Start of DATA SUPPLIED

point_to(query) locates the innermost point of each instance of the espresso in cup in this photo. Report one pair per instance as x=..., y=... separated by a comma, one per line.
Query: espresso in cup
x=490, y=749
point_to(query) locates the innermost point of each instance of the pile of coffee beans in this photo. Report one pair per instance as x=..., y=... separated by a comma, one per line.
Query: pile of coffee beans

End of DATA SUPPLIED

ABOUT THIS TASK: Return the data from the top line through the bottom line exactly.

OUTPUT FOR THIS EXERCISE:
point_to(query) locates the innermost point of each instance of the espresso in cup in this photo. Report one pair per instance as x=..., y=... separated by a comma, one per line.
Query: espresso in cup
x=490, y=749
point_to(query) locates the innermost point of each instance of the pile of coffee beans in this photo. Report one pair per instance as x=..., y=... separated by a comma, one per line.
Query: pile of coffee beans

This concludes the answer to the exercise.